- [PROBLEM TO SOLVE]
Copy every entry. Do not alter a single word.

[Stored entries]
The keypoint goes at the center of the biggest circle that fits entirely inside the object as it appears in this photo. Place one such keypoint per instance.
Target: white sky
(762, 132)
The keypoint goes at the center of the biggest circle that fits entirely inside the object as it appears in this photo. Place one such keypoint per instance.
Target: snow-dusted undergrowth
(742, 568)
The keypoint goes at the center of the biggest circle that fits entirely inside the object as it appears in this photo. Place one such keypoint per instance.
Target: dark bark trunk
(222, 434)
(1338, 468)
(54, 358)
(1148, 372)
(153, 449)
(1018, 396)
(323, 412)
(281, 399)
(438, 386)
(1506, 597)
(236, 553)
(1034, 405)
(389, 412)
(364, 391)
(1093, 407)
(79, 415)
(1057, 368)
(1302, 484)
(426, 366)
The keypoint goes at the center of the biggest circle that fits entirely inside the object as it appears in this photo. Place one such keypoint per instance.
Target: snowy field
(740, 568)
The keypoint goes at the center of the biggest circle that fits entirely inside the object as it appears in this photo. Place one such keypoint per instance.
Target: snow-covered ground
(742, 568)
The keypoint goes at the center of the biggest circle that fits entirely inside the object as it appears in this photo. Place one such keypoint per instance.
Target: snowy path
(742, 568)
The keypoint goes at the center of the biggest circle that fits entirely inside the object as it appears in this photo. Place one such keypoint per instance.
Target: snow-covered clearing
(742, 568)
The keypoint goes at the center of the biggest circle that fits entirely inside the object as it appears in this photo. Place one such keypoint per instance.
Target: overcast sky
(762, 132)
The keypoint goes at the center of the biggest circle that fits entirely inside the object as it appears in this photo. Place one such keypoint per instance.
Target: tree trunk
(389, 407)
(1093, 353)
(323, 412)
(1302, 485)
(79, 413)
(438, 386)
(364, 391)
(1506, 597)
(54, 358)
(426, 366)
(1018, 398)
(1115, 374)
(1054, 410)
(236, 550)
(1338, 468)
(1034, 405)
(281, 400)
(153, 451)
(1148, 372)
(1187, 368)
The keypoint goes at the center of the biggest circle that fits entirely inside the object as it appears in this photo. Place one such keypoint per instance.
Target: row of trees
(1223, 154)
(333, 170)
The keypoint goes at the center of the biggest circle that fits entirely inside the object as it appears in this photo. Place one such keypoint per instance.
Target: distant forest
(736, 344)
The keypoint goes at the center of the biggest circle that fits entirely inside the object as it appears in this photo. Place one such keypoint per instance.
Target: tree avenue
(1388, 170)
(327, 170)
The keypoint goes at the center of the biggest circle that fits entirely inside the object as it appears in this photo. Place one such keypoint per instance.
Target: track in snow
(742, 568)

- [EXERCISE RESPONSE]
The keypoint goes at the center of the biggest circle that fits entirely inside the object as it appears in this photo. Place one such keypoint per instance.
Target: white sky
(762, 132)
The keypoint goes at the center of the biggest circle that fits entirely inside the object as it appears in this photo. Place one such keypoint per instance.
Target: snow-dusted undergrowth
(742, 568)
The keypoint goes at the center of the biggest circle that fits entirely inside the object as it appears in this photo. Place one such keypoint per instance.
Target: dark bark trunk
(222, 434)
(1338, 468)
(54, 358)
(1148, 372)
(153, 449)
(1018, 396)
(323, 412)
(281, 399)
(438, 386)
(1506, 597)
(236, 553)
(1034, 405)
(389, 412)
(364, 391)
(1093, 407)
(79, 415)
(1057, 368)
(1302, 484)
(426, 366)
The keypoint goes at the center of the biggest circle that fits entirely inside the object as it appears in this photo. Place one such keypoint per instance.
Target: snowy field
(740, 568)
The keypoint goes at the center of the biggest circle that fits entirely inside the object as it appears in this photo. Place one such keypoint per instance.
Target: snow-covered ground
(742, 568)
The keypoint goes at the center of the biggest circle that fits entirely inside the object as it appears in this photo. Place one such keypoint per instance.
Target: snowy path
(742, 568)
The keypoint goes at the center of the biggest circle that fits entirely inside the object as it appears in this photo. Place one such keypoint per instance.
Target: snow-covered clearing
(742, 568)
The keypoint goes at the center of the biggest circle that fits entirely inside the object as it appears in this photo. Place one such keypoint per instance.
Target: overcast sky
(762, 132)
The keypoint goes at the center of the biggest circle that fits entirely inside the object as it appears in this photo. Place one such keypoint per instance.
Target: tree trunk
(389, 407)
(1093, 353)
(323, 412)
(1302, 485)
(79, 413)
(438, 386)
(364, 391)
(1506, 597)
(54, 358)
(426, 366)
(1018, 398)
(1115, 374)
(1054, 410)
(236, 550)
(1338, 468)
(1034, 405)
(281, 400)
(153, 451)
(1148, 372)
(1187, 368)
The keypoint goes at the center of the biggest circle that fits entirely inside the object as it appears in this photo. Place one such keypoint per instance.
Target: row of trees
(1223, 154)
(333, 170)
The keypoint goes at the center of the biggest circle that fits entirely inside the object as it appears in this photo. Place one such keypoint per instance.
Target: distant forest
(736, 344)
The keypoint goes at the center of the biggest circle that fits entirely inside the object as it appears in this photo. Place one such keypoint per instance.
Target: tree avenue
(1388, 170)
(327, 170)
The keypoint goes at the center of the biggest circle that fits entirely inside the object as it appears in this photo. Place one such keypoint per instance.
Target: track in snow
(742, 568)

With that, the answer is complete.